━━━ Source text ━━━
Specification in OGS project file
In the parameter specification section of the project file it is possible to add
a parameter type with the type Raster.
Step 1: Loading raster data
<rasters>
<raster>
<file>RasterFileName.nc</file>
<variable>VariableInNetCDFFile</variable>
<dimenension>DimensionOfVariable</dimension> <!-- optional; default 1 -->
</raster>
</rasters>A snippet from a project file looks is:
<rasters>
<raster>
<file>recharge_GDM_DE1_1951-2019_monthly_dailymean_mm_per_day_EPSG25832.nc</file>
<variable>recharge</variable>
<dimenension>1</dimension>
</raster>
</rasters>Step 2: Creating parameter from the loaded raster data
The name of the raster parameter shall be constructed as follows:
RasterFileName_VariableInNetCDFFile_DimensionOfVariable
<parameter>
<name>RasterFileName_VariableInNetCDFFile_DimensionOfVariable</name>
<type>Raster</type>
</parameter>The corresponding snippet from a project file would be:
<parameter>
<name>recharge_GDM_DE1_1951-2019_monthly_dailymean_mm_per_day_EPSG25832_recharge_1</name>
<type>Raster</type>
</parameter>Step 3: Using the parameter in boundary condition specification
<boundary_condition>
<mesh>Subsurface_Top</mesh>
<type>Neumann</type>
<parameter>RasterFileName_VariableInNetCDFFile_DimensionOfVariable</parameter>
</boundary_condition>In an practical example the corresponding XML description of the boundary condition is then:
<boundary_condition>
<mesh>Subsurface_Top</mesh>
<type>Neumann</type>
<parameter>recharge_GDM_DE1_1951-2019_monthly_dailymean_mm_per_day_EPSG25832_recharge_1</parameter>
</boundary_condition>Results
The pressure distribution within the domain is depicted in the following figure
(again left: coarse raster input; right: fine raster input). The distributions
are identical up to machine precision.
━━━ Data section ━━━
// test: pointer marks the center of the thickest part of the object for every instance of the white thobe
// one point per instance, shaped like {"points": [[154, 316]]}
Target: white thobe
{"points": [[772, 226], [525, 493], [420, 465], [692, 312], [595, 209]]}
━━━
Set problem A. According to the OGS raster parameter text, what pattern must a raster parameter's name follow?
Set problem B. Give the title of every numbered step in the OGS raster parameter text.

Answer A. RasterFileName_VariableInNetCDFFile_DimensionOfVariable

Answer B.
Step 1: Loading raster data
Step 2: Creating parameter from the loaded raster data
Step 3: Using the parameter in boundary condition specification